** Extract provided **
------------------------------------

Effective solubilizing agents for the boric acid include strongly basic non-alkali metal, non-alkaline earth metal nitrogen-containing compounds, for example, those having a pK value under about 5, preferably under 4, (the PK _β value for ammonia in aqueous solution at 25°C is 4.75) such as: ammonia; basic amines, including primary, secondary and tertiary alkylamines and alkanolamines (amino alcohols) such as mono, di- and triethylamines; mono-, di- and tripropylamines; mono-, di- and triethanolamines, and mono-, di- and tripropano- lamines, and addition compounds such as hexamethylenetetramine and those formed by reaction of formaldehyde (for example, when used as a solubilizer for certain synergists, as aforesaid) and amines such as urea or melamine, or dicyandiamide used as synergists. Suitable boric acid solubilizers also include substantially pH-neutral or weakly basic nitrogen-containing compounds (pK of about 5 or greater) , for example: hydrazine; hydroxylamine, ammonium carbonates and ammonium carbamate. Another type of suitable solubilizer includes alcohols such as the lower (water soluble) saturated monohydric alcohols such as methanol, ethanol, n-propanol, isopropanol, and butyl and amyl alcohols; and polyols, including dihydric alcohols such as ethylene glycol and propylene glycol, trihydric alcohols such as glycerol (glycerine), higher polyhydric alcohols, for example, mannitol and sorbitol, and the monosaccharides and disaccharides. Preferred monohydric alcohols are methanol and ethanol, especially methanol. In the polyhydric alcohol category, glycerol is preferred. In the category of sugars, sucrose is preferred. Although, in dilute solutions, sugars are readily

impregnated into wood products, when the products are dried, they tend to have a somewhat sticky surface. Therefore such solubilizers are not preferred for some applications.

------------------------------------

** Goals **
a) Name every substantially pH-neutral or weakly basic nitrogen-containing compound that the passage on boric acid solubilizers gives as an example.
b) Copy the passage on boric acid solubilizers word for word, starting at "impregnated into wood" and ending at "for some applications.".
The listing that comes next is from a separate source and has no connection to the passage on boric acid solubilizers.

** Data excerpt **
------------------------------------

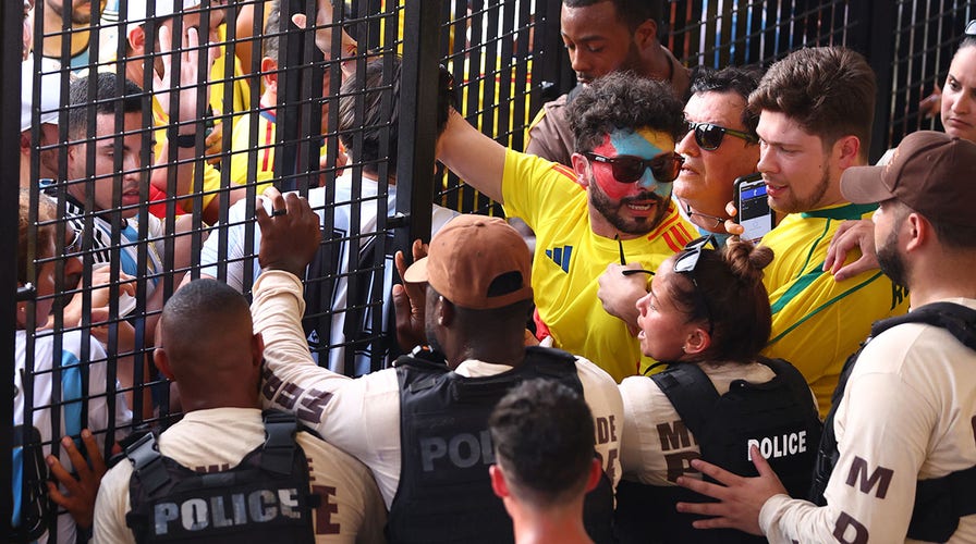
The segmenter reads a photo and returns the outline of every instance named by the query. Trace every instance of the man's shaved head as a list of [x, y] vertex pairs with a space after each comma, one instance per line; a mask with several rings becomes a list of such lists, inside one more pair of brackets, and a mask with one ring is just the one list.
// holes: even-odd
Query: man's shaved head
[[248, 370], [255, 356], [251, 309], [240, 293], [216, 280], [191, 282], [167, 301], [157, 332], [184, 398], [242, 392], [256, 398], [256, 386], [246, 385], [260, 379]]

------------------------------------

** Task-by-task outputs **
a) hydrazine, hydroxylamine, ammonium carbonates, ammonium carbamate

b)
impregnated into wood products, when the products are dried, they tend to have a somewhat sticky surface. Therefore such solubilizers are not preferred for some applications.